-- TEXT PASSAGE follows --
RED-ML RED-ML is a software tool to do genome-wide RNA editing dectection (RED) based on RNA-seq data. All source codes and executables are located in the "bin" directory. The tool can be run on a Linux platform and the main program is red_ML.pl.

Manual

Parameters
--rnabam       [STR] the sorted BAM file obtained from RNA-seq to detect RNA editing sites.
--reference    [STR] the fasta file containing the reference genome, e.g., hg19.fa.
--dbsnp        [STR] the SNP database file, e.g., dbSNP138.
--simpleRepeat [STR] genome-wide simple repeat annotation, should be in BED format.
--alu          [STR] genome-wide Alu repeat annotation, should be in BED format.
--snplist      [STR] a tab-delimited file listing known SNPs, with the first two columns being chromosome and position of each SNP [optional].
--outdir       [STR] the directory of output.
--p            [NUM] the detection threshold, a number between 0 and 1 [default 0.5];
--help         [STR] show this help information!

Examples
We have provided a simple example to test the installation of RED-ML. Under the "example" directory, run:
perl ../bin/red_ML.pl --rnabam example.rna.bam --reference /usr/hg19.fa --dbsnp example.dbsnp.vcf --simpleRepeat example.simpleRepeat.bed --alu example.alu.bed --outdir ./test/

It should finish running in ~2 minutes with three output files (RNA_editing.sites.txt, variation.sites.feature.txt and mut.txt.gz). Here is another example of using RED-ML:
perl red_ML.pl --rnabam in.bam --reference hg19.fa --dbsnp dbsnp138.vcf --simpleRepeat hg19_simpleRepeat.reg.bed --alu hg19.alu.bed --snplist snp.list --outdir outdir

Requirements
RED-ML requires the following data files at the time of public release:
The reference genome (hg19), downloaded from: http://hgdownload.soe.ucsc.edu/goldenPath/hg19/chromosomes.
-- TEXT PASSAGE concluded --
** TASK ITEM **
Answer these questions from the RED-ML page:
(a) Which file is named as the tool's main program?
(b) What is the default value of the --p detection threshold?
(c) Which three output files should the simple installation test produce?
-- DATA follows --
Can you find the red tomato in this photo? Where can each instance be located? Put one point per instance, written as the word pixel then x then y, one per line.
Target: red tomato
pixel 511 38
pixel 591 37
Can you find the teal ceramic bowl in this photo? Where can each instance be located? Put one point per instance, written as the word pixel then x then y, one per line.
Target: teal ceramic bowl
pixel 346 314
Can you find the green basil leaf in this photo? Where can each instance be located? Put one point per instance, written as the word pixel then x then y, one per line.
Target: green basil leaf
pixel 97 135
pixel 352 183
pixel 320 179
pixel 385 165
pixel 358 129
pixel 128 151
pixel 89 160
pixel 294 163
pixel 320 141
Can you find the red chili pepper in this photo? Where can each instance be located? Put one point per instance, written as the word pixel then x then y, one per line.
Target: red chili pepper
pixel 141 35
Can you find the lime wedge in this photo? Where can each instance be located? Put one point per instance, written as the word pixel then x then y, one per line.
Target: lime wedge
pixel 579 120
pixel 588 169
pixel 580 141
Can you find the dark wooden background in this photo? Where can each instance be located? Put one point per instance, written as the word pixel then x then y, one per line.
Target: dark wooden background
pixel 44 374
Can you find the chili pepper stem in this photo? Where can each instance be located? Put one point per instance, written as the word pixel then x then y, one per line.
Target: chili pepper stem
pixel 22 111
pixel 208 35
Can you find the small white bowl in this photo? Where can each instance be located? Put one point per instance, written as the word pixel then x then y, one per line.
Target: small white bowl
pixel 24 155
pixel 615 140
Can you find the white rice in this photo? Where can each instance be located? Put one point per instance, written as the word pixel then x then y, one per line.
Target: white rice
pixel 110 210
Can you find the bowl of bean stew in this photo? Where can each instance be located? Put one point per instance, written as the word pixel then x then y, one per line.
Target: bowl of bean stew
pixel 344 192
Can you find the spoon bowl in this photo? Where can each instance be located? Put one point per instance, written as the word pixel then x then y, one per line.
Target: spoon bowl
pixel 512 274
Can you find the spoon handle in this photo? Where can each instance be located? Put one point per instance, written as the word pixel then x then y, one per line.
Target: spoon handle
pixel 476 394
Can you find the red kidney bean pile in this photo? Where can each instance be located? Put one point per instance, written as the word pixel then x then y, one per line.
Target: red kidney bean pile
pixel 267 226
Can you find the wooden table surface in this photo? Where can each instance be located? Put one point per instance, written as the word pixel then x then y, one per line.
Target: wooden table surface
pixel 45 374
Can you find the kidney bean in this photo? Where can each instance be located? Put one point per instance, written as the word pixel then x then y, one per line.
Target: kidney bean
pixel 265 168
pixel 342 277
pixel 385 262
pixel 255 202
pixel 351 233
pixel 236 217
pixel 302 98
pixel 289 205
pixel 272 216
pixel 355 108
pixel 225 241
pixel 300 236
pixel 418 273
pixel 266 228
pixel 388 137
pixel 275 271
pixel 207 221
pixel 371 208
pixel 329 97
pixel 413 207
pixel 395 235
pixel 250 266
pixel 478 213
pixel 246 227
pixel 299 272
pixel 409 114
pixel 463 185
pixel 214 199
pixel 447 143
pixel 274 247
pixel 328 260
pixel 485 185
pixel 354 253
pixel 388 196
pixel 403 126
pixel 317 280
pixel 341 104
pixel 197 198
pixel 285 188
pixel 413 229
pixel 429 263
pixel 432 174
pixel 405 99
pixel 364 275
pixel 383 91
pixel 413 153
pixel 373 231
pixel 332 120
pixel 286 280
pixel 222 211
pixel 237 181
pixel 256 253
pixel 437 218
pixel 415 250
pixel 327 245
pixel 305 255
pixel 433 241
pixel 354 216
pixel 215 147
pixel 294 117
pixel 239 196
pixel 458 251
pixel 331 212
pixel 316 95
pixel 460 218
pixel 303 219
-- DATA concluded --
** FINAL ANSWER **
(a) red_ML.pl
(b) 0.5
(c) RNA_editing.sites.txt, variation.sites.feature.txt and mut.txt.gz